--- Source text ---
He was now of age, and his father and mother, Lyman and Lucy Oatman, had spent scarcely one year keeping hotel in Laharpe, Illinois, ere they were joined by their son Royse.

Soon after going to Illinois, Royse was joined in marriage to Miss Mary Ann Sperry, of Laharpe. Miss Sperry was an intelligent girl of about eighteen, and, by nature and educational advantages, abundantly qualified to make her husband happy and his home an attraction. She was sedate, confiding, and affectionate, and in social accomplishments placed, by her peculiar advantages, above most of those around her. From childhood she had been the pride of fond and wealthy parents; and it was their boast that she had never merited a rebuke for any wrong. The first two years of this happy couple was spent on a farm near Laharpe. During this time some little means had been accumulated by an honest industry and economy, and these means Mr. Oatman collected, and with them embarked in mercantile business in Laharpe.

Honesty, industry, and a number of years of thorough business application, won for him the esteem of those around him, procured a comfortable home for his family, and placed him in possession of a handsome fortune, with every arrangement for its rapid increase. At that time the country was rapidly filling up; farmers were becoming rich, and substantial improvements were taking the place of temporary modes of living which had prevailed as yet.

Paper money became plenty, the products of the soil had found a ready and remunerative market, and many were induced to invest beyond their means in real estate improvements.

The banks chartered about the years 1832 and 1840, had issued bills beyond their charters, presuming upon the continued rapid growth of the country to keep themselves above disaster. But business, especially in times of speculation, like material substance, is of a gravitating tendency, and without a basis soon falls. A severe reverse in the tendency of the markets spread rapidly over the entire West during the year 1842. Prices of produce fell to a low figure. An abundance had been raised, and the market was glutted. Debts of long standing became due, and the demand for their payment became more imperative, as the inability of creditors became more and more apparent and appalling. The merchant found his store empty, his goods having been credited to parties whose sole reliance was the usual ready market for the products of their soil.

Thus, dispossessed of goods and destitute of money, the trading portion of community were thrown into a panic, and business of all kinds came to a stand-still. The producing classes were straitened; their grain would not meet current expenses, for it had no market value; and with many of them mortgages, bearing high interest, were preying like vultures upon their already declining realities.

--- To do ---
A. List every person named in the account of the Oatman family above.
B. Continue the account of the Oatman family and the 1842 downturn past its final sentence.

--- Data section ---
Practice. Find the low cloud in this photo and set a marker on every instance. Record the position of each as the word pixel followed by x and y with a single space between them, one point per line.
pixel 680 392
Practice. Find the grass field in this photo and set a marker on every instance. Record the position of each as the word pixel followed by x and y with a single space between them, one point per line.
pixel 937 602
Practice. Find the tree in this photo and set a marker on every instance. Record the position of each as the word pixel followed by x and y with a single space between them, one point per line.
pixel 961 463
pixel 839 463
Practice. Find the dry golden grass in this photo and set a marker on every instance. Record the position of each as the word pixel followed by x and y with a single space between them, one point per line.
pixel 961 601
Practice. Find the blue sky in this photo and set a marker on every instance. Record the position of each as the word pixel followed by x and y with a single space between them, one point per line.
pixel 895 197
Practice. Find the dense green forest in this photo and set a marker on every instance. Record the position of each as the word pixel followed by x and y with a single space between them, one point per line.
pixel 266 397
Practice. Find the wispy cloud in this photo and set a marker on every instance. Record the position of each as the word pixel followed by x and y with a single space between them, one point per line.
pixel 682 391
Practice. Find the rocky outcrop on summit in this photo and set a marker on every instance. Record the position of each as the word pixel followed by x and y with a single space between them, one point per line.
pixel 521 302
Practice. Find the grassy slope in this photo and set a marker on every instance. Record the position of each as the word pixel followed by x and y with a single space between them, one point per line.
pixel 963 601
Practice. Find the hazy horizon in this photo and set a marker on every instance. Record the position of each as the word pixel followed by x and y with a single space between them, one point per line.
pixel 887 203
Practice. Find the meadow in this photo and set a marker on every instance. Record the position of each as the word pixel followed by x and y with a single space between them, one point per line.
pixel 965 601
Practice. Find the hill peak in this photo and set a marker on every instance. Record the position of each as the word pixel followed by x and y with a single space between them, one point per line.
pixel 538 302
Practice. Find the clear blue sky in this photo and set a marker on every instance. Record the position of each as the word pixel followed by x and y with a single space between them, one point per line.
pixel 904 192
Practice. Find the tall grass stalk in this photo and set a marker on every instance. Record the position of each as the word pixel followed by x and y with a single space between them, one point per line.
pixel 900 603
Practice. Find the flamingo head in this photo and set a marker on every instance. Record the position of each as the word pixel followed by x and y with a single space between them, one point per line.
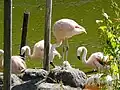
pixel 99 57
pixel 79 29
pixel 1 51
pixel 24 49
pixel 79 51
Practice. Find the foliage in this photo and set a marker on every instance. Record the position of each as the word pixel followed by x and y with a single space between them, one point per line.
pixel 110 40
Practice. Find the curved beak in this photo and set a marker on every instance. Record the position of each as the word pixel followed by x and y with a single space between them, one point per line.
pixel 78 57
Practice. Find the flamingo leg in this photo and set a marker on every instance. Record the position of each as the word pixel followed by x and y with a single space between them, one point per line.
pixel 63 54
pixel 67 47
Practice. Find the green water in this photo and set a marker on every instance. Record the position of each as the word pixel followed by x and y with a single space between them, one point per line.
pixel 85 12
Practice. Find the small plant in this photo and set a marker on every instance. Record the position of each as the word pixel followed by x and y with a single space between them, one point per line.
pixel 110 40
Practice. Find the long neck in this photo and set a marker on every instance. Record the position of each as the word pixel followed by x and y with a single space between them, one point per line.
pixel 84 55
pixel 1 60
pixel 29 52
pixel 52 49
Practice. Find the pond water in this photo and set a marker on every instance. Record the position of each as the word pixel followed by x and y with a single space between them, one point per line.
pixel 85 12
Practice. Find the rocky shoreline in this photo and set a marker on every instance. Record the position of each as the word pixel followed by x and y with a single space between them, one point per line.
pixel 59 78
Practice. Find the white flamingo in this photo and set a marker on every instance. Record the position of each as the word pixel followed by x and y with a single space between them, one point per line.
pixel 38 52
pixel 64 29
pixel 95 60
pixel 18 64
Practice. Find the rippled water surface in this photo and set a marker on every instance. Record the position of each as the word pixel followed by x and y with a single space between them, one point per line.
pixel 85 12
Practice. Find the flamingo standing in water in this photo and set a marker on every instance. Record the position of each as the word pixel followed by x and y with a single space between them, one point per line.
pixel 38 52
pixel 64 29
pixel 18 64
pixel 95 60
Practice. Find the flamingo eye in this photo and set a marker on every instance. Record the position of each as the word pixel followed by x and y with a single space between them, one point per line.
pixel 41 49
pixel 77 27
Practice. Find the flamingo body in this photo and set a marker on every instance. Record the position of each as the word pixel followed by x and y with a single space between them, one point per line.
pixel 18 64
pixel 66 28
pixel 94 60
pixel 38 51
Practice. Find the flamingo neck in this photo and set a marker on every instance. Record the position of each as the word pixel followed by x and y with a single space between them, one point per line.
pixel 29 53
pixel 84 55
pixel 52 50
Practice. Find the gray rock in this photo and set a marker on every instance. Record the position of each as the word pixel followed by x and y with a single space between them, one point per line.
pixel 14 80
pixel 30 74
pixel 68 76
pixel 53 86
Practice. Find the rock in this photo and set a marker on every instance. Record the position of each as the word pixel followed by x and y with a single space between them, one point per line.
pixel 29 85
pixel 53 86
pixel 30 74
pixel 14 80
pixel 68 76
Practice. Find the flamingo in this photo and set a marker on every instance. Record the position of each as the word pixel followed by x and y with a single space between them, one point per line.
pixel 38 52
pixel 95 60
pixel 18 64
pixel 64 29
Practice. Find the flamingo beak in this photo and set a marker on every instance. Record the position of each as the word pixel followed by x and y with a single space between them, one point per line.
pixel 78 57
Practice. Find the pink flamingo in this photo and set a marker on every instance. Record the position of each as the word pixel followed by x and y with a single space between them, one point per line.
pixel 18 64
pixel 95 60
pixel 64 29
pixel 38 52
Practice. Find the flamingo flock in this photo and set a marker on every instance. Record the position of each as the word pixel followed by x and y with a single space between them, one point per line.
pixel 63 29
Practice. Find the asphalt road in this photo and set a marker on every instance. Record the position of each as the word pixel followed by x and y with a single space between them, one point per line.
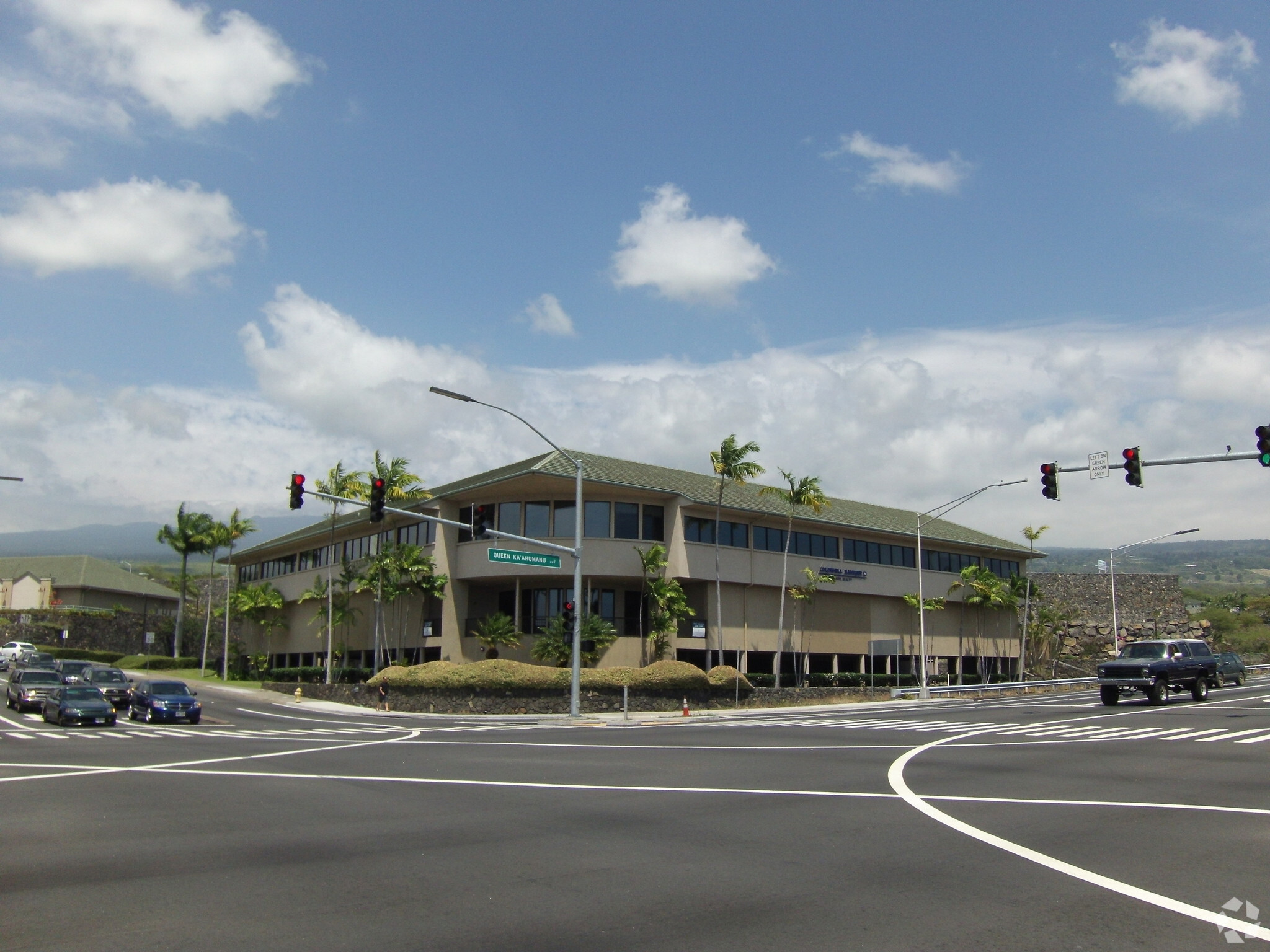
pixel 1013 824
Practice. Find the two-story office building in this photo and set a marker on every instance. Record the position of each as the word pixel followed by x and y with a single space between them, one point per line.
pixel 869 550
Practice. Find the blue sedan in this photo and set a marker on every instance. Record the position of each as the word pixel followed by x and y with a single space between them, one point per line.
pixel 164 701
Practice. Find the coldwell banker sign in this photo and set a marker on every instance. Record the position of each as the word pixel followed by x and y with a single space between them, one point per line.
pixel 513 558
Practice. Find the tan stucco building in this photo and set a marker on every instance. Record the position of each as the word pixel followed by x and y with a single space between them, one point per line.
pixel 870 550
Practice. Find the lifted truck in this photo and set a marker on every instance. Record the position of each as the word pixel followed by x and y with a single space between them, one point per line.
pixel 1155 668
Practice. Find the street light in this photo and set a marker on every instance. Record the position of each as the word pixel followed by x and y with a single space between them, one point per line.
pixel 1116 617
pixel 575 660
pixel 938 513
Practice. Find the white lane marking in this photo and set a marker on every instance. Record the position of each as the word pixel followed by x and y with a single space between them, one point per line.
pixel 895 775
pixel 1228 736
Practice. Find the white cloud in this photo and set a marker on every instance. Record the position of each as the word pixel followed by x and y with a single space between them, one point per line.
pixel 686 257
pixel 171 55
pixel 910 420
pixel 546 316
pixel 156 231
pixel 904 168
pixel 1184 73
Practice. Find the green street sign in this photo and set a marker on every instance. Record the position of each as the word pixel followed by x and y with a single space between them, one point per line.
pixel 515 558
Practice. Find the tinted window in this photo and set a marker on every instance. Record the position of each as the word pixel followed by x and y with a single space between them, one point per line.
pixel 595 519
pixel 538 519
pixel 625 521
pixel 83 695
pixel 654 523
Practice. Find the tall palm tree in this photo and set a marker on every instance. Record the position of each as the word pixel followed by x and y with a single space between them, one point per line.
pixel 186 539
pixel 652 563
pixel 236 528
pixel 218 537
pixel 730 465
pixel 1032 536
pixel 338 483
pixel 804 491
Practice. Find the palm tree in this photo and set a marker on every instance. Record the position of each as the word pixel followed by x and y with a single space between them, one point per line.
pixel 1032 536
pixel 804 491
pixel 189 537
pixel 652 563
pixel 259 604
pixel 729 464
pixel 236 528
pixel 338 483
pixel 806 594
pixel 218 537
pixel 399 483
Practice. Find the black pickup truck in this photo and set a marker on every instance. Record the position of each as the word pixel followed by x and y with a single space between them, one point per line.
pixel 1155 668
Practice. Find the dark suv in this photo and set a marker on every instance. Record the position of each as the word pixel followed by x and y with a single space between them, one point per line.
pixel 1155 668
pixel 111 682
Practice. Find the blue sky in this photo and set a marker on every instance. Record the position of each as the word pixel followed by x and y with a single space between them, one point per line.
pixel 926 202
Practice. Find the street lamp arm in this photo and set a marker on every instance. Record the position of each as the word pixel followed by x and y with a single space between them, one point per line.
pixel 504 409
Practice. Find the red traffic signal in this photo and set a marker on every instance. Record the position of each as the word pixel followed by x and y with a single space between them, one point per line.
pixel 1049 480
pixel 1133 466
pixel 379 493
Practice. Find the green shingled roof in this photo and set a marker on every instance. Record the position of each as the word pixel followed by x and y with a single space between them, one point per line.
pixel 83 571
pixel 842 514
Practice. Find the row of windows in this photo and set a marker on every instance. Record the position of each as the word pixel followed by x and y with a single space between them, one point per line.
pixel 809 544
pixel 422 534
pixel 543 519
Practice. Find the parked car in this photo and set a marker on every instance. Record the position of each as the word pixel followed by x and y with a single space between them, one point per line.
pixel 111 682
pixel 36 659
pixel 1155 668
pixel 71 672
pixel 1230 668
pixel 164 701
pixel 11 651
pixel 78 703
pixel 31 687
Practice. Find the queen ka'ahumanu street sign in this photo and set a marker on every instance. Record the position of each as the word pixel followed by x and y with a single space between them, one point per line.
pixel 513 558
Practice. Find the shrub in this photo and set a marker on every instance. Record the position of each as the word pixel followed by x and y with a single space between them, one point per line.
pixel 82 654
pixel 155 663
pixel 724 676
pixel 315 674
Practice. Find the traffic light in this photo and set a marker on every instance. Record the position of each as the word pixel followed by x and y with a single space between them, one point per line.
pixel 1133 466
pixel 1049 480
pixel 483 519
pixel 567 620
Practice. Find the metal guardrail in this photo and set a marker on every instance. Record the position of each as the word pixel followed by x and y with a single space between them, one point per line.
pixel 1023 684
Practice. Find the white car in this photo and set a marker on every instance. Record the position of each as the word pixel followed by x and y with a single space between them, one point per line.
pixel 11 651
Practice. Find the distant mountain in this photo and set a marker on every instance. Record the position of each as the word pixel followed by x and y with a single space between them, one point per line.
pixel 131 542
pixel 1241 562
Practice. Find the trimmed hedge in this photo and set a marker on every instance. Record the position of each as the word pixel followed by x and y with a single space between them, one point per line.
pixel 156 663
pixel 516 676
pixel 846 679
pixel 82 654
pixel 315 674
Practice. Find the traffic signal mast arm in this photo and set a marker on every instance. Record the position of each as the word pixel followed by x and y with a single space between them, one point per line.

--- Answers for each item ---
A.
- Lyman Oatman
- Lucy Oatman
- Royse Oatman
- Mary Ann Sperry

B.
Specie was scarce. Bills were returned to the banks, and while a great many of them were yet out the specie was exhausted, and a general crash came upon the banks, while the country was yet flooded with what was appropriately termed “the wild-cat money.” The day of reckoning to these spurious money fountains suddenly weighed them in the balances and found them wanting. Mr. Oatman had collected in a large amount of this paper currency, and was about to go South to replenish his mercantile establishment, when lo! the banks began to fail, and in a few weeks he found himself sunk by the weight of several thousands into utter insolvency.

He was disappointed but not disheartened. To him a reverse was the watchword for a renewal of energy. For two or three years he had been in correspondence with relatives residing in Cumberland Valley, Pennsylvania, who had been constantly holding up that section of country as one of the most inviting and desirable for new settlers.

In a few weeks he had disposed of the fragments of a suddenly shattered fortune to the greatest possible advantage to his creditors, and resolved upon an immediate removal to that valley. In two months preparations were made, and in three months, with a family of five children, he arrived among his friends in Cumberland Valley, with a view of making that a permanent settlement.

True to the domineering traits of his character, he was still resolute and undaunted. His wife was the same trusting, cheerful companion as when the nuptial vow was plighted, and the sun of prosperity shone full upon and crowned their mutual toils. Retired, patient, and persevering, she was a faithful wife and a fond mother, in whom centered deservingly the love of a growing and interesting juvenile group. She became more and more endeared to her fortune-taunted husband as adverse vicissitudes had developed her real worth, and her full competence to brave and profit by the stern battles of life.